Exercise requirements:
**A.** Answer these questions from the Facebook Ads passage:
(i) Where does the quoted objection say readers are looking for books?
(ii) Whose Facebook Ads has the writer scaled?
(iii) What return on ad spend does the writer report?
**B.** Copy word for word the part of the Facebook Ads passage from "Facebook Ads are" to "you might think.".

BEGIN Source document

Facebook Ads are an incredible opportunity for authors to position their books in front of thousands of readers every single day, at a cost that is more affordable than you might think.

Now, I hear you…

“…but readers aren’t looking for books on Facebook; they’re looking on Amazon!” 

And whilst there is certainly an element of truth to that, there is no doubt that Facebook Ads can sell books; a lot of books.

If you’re in this self-publishing business for the long haul and want to build a thriving career as an author, then Facebook Ads is a tool you should seriously consider using.

And in today’s article, I’m going to walk you through my (unconventional, slightly controversial) Facebook Ads strategy, which has allowed me to scale my wife’s Facebook Ads to a point where we are spending four figures per month and earnings five figures per month in royalties, with a 2x return on Ad Spend.

END Source document
BEGIN Raw data

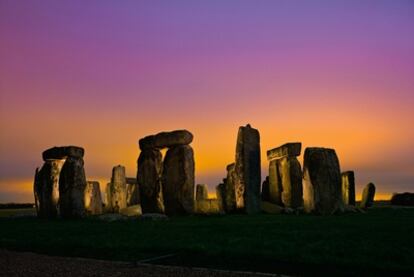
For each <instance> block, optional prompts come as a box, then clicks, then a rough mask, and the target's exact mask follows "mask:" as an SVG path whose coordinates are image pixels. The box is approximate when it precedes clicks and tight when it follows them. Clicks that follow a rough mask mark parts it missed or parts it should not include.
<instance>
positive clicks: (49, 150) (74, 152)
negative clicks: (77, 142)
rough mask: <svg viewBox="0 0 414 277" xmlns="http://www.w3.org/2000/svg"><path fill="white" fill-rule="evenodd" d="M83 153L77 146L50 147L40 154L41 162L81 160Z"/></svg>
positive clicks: (83, 154)
mask: <svg viewBox="0 0 414 277" xmlns="http://www.w3.org/2000/svg"><path fill="white" fill-rule="evenodd" d="M84 153H85V151H84V149H83V148H82V147H78V146H61V147H56V146H55V147H52V148H49V149H47V150H45V151H43V153H42V157H43V160H44V161H46V160H62V159H65V158H66V157H72V158H79V159H81V158H83V155H84Z"/></svg>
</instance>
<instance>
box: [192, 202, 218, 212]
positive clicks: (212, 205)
mask: <svg viewBox="0 0 414 277" xmlns="http://www.w3.org/2000/svg"><path fill="white" fill-rule="evenodd" d="M195 212H196V213H198V214H218V213H220V212H221V210H220V205H219V201H218V200H217V199H200V200H196V205H195Z"/></svg>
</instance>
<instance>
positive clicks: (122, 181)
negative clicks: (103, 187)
mask: <svg viewBox="0 0 414 277" xmlns="http://www.w3.org/2000/svg"><path fill="white" fill-rule="evenodd" d="M109 195H110V200H111V202H109V207H108V208H109V209H110V210H111V211H112V212H115V213H117V212H119V211H120V210H121V209H123V208H126V207H127V200H126V198H127V192H126V177H125V167H124V166H122V165H117V166H114V167H113V169H112V178H111V183H110V187H109Z"/></svg>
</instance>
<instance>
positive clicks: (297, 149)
mask: <svg viewBox="0 0 414 277" xmlns="http://www.w3.org/2000/svg"><path fill="white" fill-rule="evenodd" d="M301 147H302V144H301V143H300V142H291V143H286V144H283V145H282V146H279V147H276V148H273V149H271V150H269V151H267V159H268V160H269V161H271V160H274V159H281V158H283V157H296V156H299V155H300V150H301Z"/></svg>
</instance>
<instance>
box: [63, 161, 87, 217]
mask: <svg viewBox="0 0 414 277" xmlns="http://www.w3.org/2000/svg"><path fill="white" fill-rule="evenodd" d="M83 164H84V163H83V159H81V158H74V157H68V158H67V159H66V161H65V163H64V164H63V167H62V170H61V172H60V178H59V208H60V215H61V216H62V217H63V218H79V217H83V216H85V197H84V194H85V188H86V177H85V170H84V167H83Z"/></svg>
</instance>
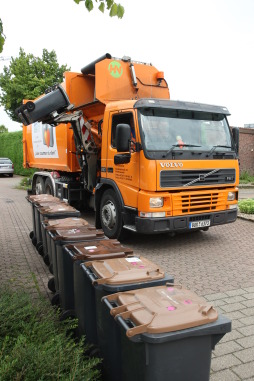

END Raw data

Task solutions:
**A.**
(i) On Amazon
(ii) The writer's wife's
(iii) A 2x return on ad spend

**B.**
Facebook Ads are an incredible opportunity for authors to position their books in front of thousands of readers every single day, at a cost that is more affordable than you might think.